Stated exercise:
Put every line of the records below into a Markdown table with the columns Row and Line. Number the rows in order and leave out blank lines.

** START Provided entries **

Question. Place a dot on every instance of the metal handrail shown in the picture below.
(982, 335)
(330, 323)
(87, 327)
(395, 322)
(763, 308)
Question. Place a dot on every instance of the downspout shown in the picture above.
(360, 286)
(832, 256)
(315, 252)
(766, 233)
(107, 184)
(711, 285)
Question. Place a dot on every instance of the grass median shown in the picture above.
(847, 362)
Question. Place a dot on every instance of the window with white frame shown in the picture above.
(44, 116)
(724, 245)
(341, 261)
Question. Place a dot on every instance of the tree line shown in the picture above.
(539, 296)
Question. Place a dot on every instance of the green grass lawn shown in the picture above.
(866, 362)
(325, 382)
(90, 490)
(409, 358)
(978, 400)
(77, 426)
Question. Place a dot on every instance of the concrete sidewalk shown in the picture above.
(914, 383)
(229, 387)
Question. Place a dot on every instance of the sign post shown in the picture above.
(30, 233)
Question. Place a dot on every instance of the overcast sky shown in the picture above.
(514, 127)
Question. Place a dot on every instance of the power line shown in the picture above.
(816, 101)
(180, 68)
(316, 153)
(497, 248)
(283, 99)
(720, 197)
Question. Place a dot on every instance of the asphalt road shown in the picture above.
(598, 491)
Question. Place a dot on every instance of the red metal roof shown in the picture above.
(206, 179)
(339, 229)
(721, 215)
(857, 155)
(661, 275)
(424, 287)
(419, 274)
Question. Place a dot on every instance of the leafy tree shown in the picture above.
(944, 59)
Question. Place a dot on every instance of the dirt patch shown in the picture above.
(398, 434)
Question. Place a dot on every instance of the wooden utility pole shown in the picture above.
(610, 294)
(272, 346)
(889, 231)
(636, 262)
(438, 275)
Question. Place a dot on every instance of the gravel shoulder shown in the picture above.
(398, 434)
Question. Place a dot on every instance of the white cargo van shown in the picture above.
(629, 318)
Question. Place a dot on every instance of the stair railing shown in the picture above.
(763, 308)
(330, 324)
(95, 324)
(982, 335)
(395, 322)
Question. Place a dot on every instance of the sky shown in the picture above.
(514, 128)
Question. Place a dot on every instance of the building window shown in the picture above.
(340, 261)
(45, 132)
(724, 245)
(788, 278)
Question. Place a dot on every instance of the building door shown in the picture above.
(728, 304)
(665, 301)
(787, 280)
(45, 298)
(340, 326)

** END Provided entries **

Written reply:
| Row | Line |
|---|---|
| 1 | Question. Place a dot on every instance of the metal handrail shown in the picture below. |
| 2 | (982, 335) |
| 3 | (330, 323) |
| 4 | (87, 327) |
| 5 | (395, 322) |
| 6 | (763, 308) |
| 7 | Question. Place a dot on every instance of the downspout shown in the picture above. |
| 8 | (360, 286) |
| 9 | (832, 256) |
| 10 | (315, 252) |
| 11 | (766, 233) |
| 12 | (107, 184) |
| 13 | (711, 285) |
| 14 | Question. Place a dot on every instance of the grass median shown in the picture above. |
| 15 | (847, 362) |
| 16 | Question. Place a dot on every instance of the window with white frame shown in the picture above. |
| 17 | (44, 116) |
| 18 | (724, 245) |
| 19 | (341, 261) |
| 20 | Question. Place a dot on every instance of the tree line shown in the picture above. |
| 21 | (539, 296) |
| 22 | Question. Place a dot on every instance of the green grass lawn shown in the picture above. |
| 23 | (866, 362) |
| 24 | (325, 382) |
| 25 | (90, 490) |
| 26 | (409, 358) |
| 27 | (978, 400) |
| 28 | (77, 426) |
| 29 | Question. Place a dot on every instance of the concrete sidewalk shown in the picture above. |
| 30 | (914, 383) |
| 31 | (229, 387) |
| 32 | Question. Place a dot on every instance of the sign post shown in the picture above. |
| 33 | (30, 233) |
| 34 | Question. Place a dot on every instance of the overcast sky shown in the picture above. |
| 35 | (514, 127) |
| 36 | Question. Place a dot on every instance of the power line shown in the picture above. |
| 37 | (816, 101) |
| 38 | (180, 68) |
| 39 | (316, 153) |
| 40 | (497, 248) |
| 41 | (283, 99) |
| 42 | (720, 197) |
| 43 | Question. Place a dot on every instance of the asphalt road shown in the picture above. |
| 44 | (598, 491) |
| 45 | Question. Place a dot on every instance of the red metal roof shown in the picture above. |
| 46 | (206, 179) |
| 47 | (339, 229) |
| 48 | (721, 215) |
| 49 | (857, 155) |
| 50 | (661, 275) |
| 51 | (424, 287) |
| 52 | (419, 274) |
| 53 | Question. Place a dot on every instance of the leafy tree shown in the picture above. |
| 54 | (944, 59) |
| 55 | Question. Place a dot on every instance of the dirt patch shown in the picture above. |
| 56 | (398, 434) |
| 57 | Question. Place a dot on every instance of the wooden utility pole shown in the picture above. |
| 58 | (610, 294) |
| 59 | (272, 346) |
| 60 | (889, 231) |
| 61 | (636, 262) |
| 62 | (438, 275) |
| 63 | Question. Place a dot on every instance of the gravel shoulder shown in the picture above. |
| 64 | (398, 434) |
| 65 | Question. Place a dot on every instance of the white cargo van shown in the picture above. |
| 66 | (629, 318) |
| 67 | Question. Place a dot on every instance of the stair railing shown in the picture above. |
| 68 | (763, 308) |
| 69 | (330, 324) |
| 70 | (95, 324) |
| 71 | (982, 335) |
| 72 | (395, 322) |
| 73 | Question. Place a dot on every instance of the sky shown in the picture above. |
| 74 | (514, 128) |
| 75 | Question. Place a dot on every instance of the building window shown in the picture above. |
| 76 | (340, 261) |
| 77 | (45, 132) |
| 78 | (724, 245) |
| 79 | (788, 278) |
| 80 | Question. Place a dot on every instance of the building door shown in the picture above. |
| 81 | (728, 304) |
| 82 | (665, 301) |
| 83 | (787, 280) |
| 84 | (45, 298) |
| 85 | (340, 326) |